▶ **EXERCISE OBJECTIVE**: Return every line of the material below unchanged, in the same order.

Records from a data source
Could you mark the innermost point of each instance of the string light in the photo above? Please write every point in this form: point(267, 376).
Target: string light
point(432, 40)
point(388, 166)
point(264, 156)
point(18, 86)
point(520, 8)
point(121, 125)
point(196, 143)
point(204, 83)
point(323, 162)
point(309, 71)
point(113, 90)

▶ **RESPONSE BELOW**:
Could you mark the innermost point of each instance of the string light in the photo above? Please write every point in this form: point(267, 376).
Target: string light
point(432, 40)
point(388, 166)
point(264, 156)
point(18, 86)
point(520, 8)
point(121, 125)
point(196, 143)
point(204, 83)
point(323, 162)
point(309, 71)
point(113, 90)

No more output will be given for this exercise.